Task objective: Return all of the entries exactly as written.

*** Begin section ***

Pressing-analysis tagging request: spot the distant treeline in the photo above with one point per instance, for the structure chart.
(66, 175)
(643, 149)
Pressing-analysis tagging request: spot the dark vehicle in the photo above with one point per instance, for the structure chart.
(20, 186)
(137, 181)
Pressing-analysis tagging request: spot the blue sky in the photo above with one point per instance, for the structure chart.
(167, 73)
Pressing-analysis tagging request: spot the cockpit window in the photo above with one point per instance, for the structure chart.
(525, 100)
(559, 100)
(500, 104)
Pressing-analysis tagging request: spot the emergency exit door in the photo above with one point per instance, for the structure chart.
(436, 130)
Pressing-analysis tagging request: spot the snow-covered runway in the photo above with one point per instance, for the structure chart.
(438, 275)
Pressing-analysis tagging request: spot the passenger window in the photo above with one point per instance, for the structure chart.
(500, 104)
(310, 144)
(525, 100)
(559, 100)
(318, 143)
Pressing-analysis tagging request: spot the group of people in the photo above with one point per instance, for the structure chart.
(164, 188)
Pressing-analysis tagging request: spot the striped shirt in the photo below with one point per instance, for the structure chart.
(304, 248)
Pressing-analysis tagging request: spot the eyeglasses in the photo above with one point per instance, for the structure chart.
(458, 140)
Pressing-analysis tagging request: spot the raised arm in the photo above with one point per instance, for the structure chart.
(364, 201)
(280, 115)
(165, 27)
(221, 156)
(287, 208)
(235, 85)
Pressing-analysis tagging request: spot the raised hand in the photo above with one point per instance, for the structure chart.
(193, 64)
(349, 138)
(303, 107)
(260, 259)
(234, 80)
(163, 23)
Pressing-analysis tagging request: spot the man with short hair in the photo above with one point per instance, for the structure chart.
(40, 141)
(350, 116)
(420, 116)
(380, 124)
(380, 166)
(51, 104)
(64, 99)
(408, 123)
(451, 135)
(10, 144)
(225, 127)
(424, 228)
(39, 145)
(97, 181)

*** End section ***

Your solution:
Pressing-analysis tagging request: spot the distant treeline in the photo above with one point per instance, for the structure chart.
(66, 175)
(643, 149)
Pressing-analysis tagging request: spot the dark vehicle in the photo above with one point per instance, for the structure chart.
(20, 186)
(137, 181)
Pressing-analysis tagging request: spot the blue sky in the photo above with one point per instance, for the structure chart.
(167, 73)
Pressing-analysis tagging request: spot the cockpit window in the photo above with one point per instance, for the structure chart.
(525, 100)
(559, 100)
(500, 104)
Pressing-analysis tagging request: spot the emergency exit door in the photo above with one point per instance, for the structure chart.
(436, 130)
Pressing-analysis tagging request: spot the snow-covered runway in the photo above with one point per instance, for the structure chart.
(438, 275)
Pressing-analysis tagging request: spot the passenger window in the photo above with one point per instance, for the structure chart.
(500, 104)
(310, 144)
(525, 100)
(559, 100)
(318, 143)
Pressing-analysis tagging request: spot the group of people in the photo above with one point per instance, for the structure chart.
(164, 188)
Pressing-analysis tagging request: spot the striped shirt in the photo below with one point per instance, for the structure chart.
(304, 248)
Pressing-analysis tagging request: spot the eyeglasses in the photo above with one point per instance, for the structure chart.
(458, 140)
Pressing-analysis tagging request: spot the raised arm in the photo above with one point per instance, for the structure chart.
(364, 201)
(280, 115)
(165, 27)
(221, 156)
(287, 208)
(235, 85)
Pressing-analysis tagging request: spot the raised hand in the photo above with one point per instance, for the structure chart.
(193, 64)
(349, 138)
(303, 107)
(260, 259)
(234, 80)
(163, 23)
Pressing-analysis tagging request: spot the man with short hair in the photo above with one point per instance, for the structure chart.
(40, 141)
(350, 116)
(420, 116)
(380, 124)
(380, 166)
(51, 104)
(64, 99)
(408, 123)
(451, 135)
(10, 144)
(225, 127)
(424, 228)
(39, 145)
(97, 181)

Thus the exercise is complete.